▶ _How to complete this task_: Give again, word for word, each line below starting at the one that contains "Practice step: indicate the white rugby shorts" and ending at the one that contains "Target: white rugby shorts".

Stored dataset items
= = = = =
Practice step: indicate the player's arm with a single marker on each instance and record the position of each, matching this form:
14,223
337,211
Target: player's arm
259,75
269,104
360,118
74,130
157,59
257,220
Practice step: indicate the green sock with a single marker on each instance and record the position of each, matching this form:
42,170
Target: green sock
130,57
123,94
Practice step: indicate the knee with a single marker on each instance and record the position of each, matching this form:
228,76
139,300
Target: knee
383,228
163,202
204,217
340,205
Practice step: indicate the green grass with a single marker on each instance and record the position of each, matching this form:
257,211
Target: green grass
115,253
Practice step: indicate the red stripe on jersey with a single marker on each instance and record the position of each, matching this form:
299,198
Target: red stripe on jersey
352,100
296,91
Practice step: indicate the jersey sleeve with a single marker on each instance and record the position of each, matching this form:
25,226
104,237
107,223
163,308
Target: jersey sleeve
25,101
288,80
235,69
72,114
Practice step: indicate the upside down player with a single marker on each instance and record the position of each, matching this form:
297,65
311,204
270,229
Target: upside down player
= = = = =
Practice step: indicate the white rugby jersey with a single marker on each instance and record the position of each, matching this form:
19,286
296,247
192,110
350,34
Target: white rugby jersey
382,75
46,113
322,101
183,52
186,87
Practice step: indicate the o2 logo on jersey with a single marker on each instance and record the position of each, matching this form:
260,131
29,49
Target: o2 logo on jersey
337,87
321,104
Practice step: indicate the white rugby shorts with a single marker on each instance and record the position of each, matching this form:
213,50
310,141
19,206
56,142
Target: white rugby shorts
= = = = =
▶ _Response area_:
Practice step: indicate the white rugby shorts with a single marker on each instance and record the position of each, matching this form:
213,50
310,141
19,206
56,142
Target: white rugby shorts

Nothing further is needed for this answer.